Pointing dataset excerpts:
>>>

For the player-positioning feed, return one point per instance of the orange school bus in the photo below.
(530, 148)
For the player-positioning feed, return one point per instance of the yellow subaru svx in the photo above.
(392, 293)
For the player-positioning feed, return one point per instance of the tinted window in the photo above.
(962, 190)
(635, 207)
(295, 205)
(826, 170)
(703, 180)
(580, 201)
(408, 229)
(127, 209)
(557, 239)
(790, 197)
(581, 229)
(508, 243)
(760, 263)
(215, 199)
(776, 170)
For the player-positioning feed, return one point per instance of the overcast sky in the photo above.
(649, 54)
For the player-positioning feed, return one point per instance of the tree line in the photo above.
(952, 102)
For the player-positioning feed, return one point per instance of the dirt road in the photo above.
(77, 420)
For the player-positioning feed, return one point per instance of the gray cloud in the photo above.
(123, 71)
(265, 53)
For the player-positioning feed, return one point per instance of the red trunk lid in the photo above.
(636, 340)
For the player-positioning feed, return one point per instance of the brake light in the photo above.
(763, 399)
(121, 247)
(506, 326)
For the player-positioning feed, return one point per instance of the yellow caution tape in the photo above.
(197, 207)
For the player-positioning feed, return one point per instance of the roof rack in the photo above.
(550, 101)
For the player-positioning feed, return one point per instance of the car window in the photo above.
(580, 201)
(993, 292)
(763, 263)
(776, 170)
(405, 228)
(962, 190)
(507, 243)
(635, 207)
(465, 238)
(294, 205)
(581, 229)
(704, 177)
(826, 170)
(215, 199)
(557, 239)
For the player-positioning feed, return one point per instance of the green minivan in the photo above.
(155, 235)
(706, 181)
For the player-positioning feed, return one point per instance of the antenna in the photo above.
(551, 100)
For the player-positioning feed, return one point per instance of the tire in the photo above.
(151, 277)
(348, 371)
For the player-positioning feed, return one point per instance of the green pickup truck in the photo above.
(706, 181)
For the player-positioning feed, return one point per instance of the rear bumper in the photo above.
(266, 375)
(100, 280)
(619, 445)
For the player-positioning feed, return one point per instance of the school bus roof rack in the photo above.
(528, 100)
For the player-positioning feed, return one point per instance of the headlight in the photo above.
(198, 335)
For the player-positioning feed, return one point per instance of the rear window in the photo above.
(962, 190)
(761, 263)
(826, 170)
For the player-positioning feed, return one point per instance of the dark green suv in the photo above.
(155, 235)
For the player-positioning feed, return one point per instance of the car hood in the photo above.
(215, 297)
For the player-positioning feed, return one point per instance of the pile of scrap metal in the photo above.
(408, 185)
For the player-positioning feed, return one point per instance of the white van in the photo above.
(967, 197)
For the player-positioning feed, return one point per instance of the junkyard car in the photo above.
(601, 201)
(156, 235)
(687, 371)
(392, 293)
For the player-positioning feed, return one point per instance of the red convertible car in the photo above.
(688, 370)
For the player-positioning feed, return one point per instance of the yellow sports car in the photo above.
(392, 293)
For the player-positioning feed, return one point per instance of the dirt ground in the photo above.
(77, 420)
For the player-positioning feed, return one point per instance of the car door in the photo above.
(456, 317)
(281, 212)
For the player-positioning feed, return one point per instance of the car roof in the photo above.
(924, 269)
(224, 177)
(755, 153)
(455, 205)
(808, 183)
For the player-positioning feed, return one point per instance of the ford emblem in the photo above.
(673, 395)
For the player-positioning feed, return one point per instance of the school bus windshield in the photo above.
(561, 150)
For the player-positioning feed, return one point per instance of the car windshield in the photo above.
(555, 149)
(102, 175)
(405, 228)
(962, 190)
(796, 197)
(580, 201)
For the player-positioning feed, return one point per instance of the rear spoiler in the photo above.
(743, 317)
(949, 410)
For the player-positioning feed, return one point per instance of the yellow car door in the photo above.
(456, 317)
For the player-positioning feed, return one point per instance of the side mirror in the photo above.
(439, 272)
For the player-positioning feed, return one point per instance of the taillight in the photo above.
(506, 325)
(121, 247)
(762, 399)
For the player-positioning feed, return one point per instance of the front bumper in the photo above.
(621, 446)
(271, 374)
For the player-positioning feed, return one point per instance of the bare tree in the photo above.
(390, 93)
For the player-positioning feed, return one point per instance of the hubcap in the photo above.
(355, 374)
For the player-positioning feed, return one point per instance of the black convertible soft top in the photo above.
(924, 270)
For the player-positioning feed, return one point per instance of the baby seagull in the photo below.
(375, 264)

<<<

## OBJECTIVE:
Rewrite the stretch from the line containing "mirror in the photo above." through the end of the material, with "hubcap" replaced by "wheel cover" and everything else left unchanged.

## SOLUTION TO THIS TASK:
For the player-positioning feed, return one point per instance of the side mirror in the photo above.
(439, 272)
For the player-positioning feed, return one point per instance of the taillight in the photo above.
(506, 325)
(121, 247)
(762, 399)
For the player-positioning feed, return one point per instance of the front bumper in the photo above.
(621, 446)
(271, 374)
For the player-positioning feed, return one point per instance of the bare tree in the photo above.
(390, 93)
For the player-positioning feed, return one point per instance of the wheel cover in the photo above.
(355, 374)
For the player-positioning feed, return one point per instance of the black convertible soft top in the photo above.
(924, 270)
For the player-positioning feed, return one point per instance of the baby seagull in the photo below.
(375, 264)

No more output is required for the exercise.